● **WHAT YOU WILL DO**
Each and every line below goes into your answer unchanged, but leave out the images.

Entries taken from a collection
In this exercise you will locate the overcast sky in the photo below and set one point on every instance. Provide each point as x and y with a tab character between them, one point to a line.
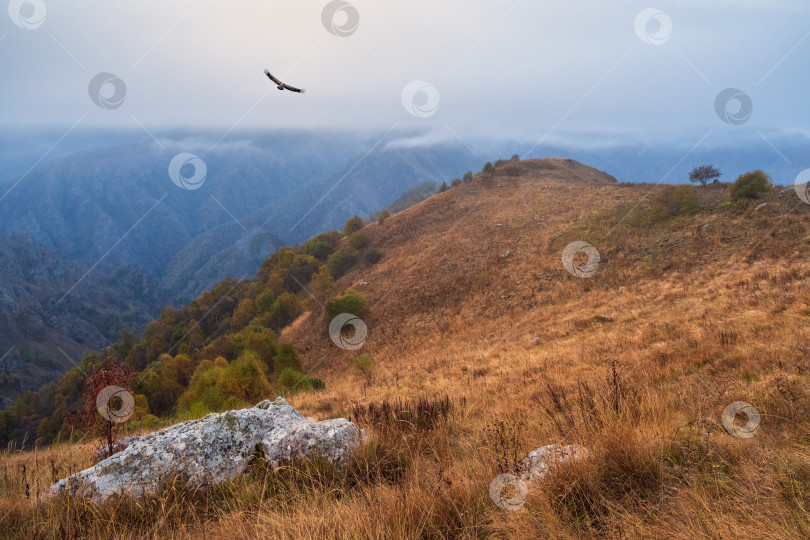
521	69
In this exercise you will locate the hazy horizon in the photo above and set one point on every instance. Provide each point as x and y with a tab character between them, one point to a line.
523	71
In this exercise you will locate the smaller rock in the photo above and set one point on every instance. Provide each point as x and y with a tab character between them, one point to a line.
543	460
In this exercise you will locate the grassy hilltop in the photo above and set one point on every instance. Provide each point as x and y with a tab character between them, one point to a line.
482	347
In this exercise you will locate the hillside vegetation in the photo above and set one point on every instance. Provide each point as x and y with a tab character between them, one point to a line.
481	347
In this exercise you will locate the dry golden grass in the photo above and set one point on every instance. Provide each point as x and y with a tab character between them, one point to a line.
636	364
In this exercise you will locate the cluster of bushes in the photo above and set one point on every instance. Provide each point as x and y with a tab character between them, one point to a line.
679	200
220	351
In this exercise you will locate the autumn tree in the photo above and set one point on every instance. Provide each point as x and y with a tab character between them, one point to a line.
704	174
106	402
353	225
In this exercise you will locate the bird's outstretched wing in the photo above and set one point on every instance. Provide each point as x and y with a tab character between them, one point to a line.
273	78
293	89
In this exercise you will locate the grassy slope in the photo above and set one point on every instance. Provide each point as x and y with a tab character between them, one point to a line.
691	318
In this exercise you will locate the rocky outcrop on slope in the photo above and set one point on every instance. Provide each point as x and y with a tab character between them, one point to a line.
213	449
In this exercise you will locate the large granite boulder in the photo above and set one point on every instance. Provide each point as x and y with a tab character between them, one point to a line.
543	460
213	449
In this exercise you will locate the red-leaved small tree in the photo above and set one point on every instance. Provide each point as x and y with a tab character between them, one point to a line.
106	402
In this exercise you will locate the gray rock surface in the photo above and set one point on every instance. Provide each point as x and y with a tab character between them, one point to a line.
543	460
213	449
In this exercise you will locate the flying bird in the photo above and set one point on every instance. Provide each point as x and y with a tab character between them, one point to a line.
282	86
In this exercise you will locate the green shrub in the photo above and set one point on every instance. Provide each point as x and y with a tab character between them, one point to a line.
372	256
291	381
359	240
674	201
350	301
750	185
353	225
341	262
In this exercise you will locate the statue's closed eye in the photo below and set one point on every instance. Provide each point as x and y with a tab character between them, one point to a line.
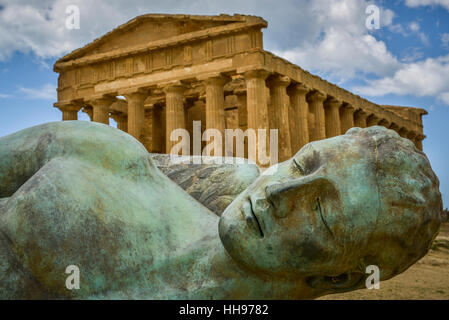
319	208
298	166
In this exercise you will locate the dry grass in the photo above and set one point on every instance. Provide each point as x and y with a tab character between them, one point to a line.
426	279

● **RESPONSE AREA**
In this exercise you will locate the overcast sky in the photo below and set one point on every instance. Provide each point as x and y with a tab character between them, one point to a line.
521	69
In this exercise you will locate the hazy horizon in the photo above and set one point on every instance. Provide each point as x and y with a tab character between them, one point to a line.
523	71
In this exercise you will locate the smaller rock in the photo above and set one point on every instance. Provide each point as x and y with a tab character between them, one point to a line.
543	460
In this exercise you will locate the grassy hilltop in the photo above and set one point on every instance. Provide each point as x and y with a tab character between them, one point to a line.
482	347
In this exercise you will locate the hillside vegetation in the photo above and set one point on every instance. Provide each point as x and y with a tab character between them, one point to a line.
481	347
In this exercise you will locate the dry golden grass in the photo above and set one point on every instance. Provide each point as x and y with a tab character between them, one point to a line.
636	364
In this exercise you will locate the cluster of bushes in the photo above and set one point on every instance. Provide each point as x and y with a tab character between them, one point to a line.
679	200
220	351
In this exercise you will locate the autumn tree in the photo above and set one point on every instance. Provide each point as x and y with a tab character between them, one point to a line.
704	174
106	402
353	225
In this exercise you will locate the bird's outstretched wing in the photo above and set one point on every instance. Provide each point as x and y with a tab character between them, one point to a line.
273	78
293	89
In this exercise you will locate the grassy slope in the photo above and set one point on every instance. Provide each point as x and y with a tab character between them, one point to a line.
691	318
In this exercise you will locate the rocky outcrop on slope in the photo above and set one point on every instance. Provide each point as x and y with a tab character between them, one point to a line.
213	449
In this exercise you will locate the large granite boulder in the photo above and set one point on every instance. Provide each point as x and y with a tab character between them, one point to a line.
543	460
213	449
In this exercise you will locate the red-leaved small tree in the photo above and set one point on every instance. Provide each point as x and y with a tab character between them, one point to a line.
106	402
In this exercise you will locate the gray rock surface in the photo above and set one point on every instance. Provide each point as x and y with a tab character between them, one point to a line.
543	460
213	449
In this exercise you will locate the flying bird in the photo above and set one point on every instance. Provide each point as x and y with a tab character between them, one point to a line.
282	86
In this exercise you will locate the green shrub in the photo above and set one point on every instance. Provide each point as x and y with a tab character between them, one point to a line.
372	256
291	381
359	240
674	201
350	301
750	185
353	225
341	262
In this exercise you will locate the statue's closed eye in the photo below and set one point on every instance. Provide each point as x and y with a tab character between them, one point to a line.
319	208
298	166
In this exercise you will locate the dry grass in the photo above and set one point on every instance. Provide each point as x and y with a tab character between them, one point to a line.
426	279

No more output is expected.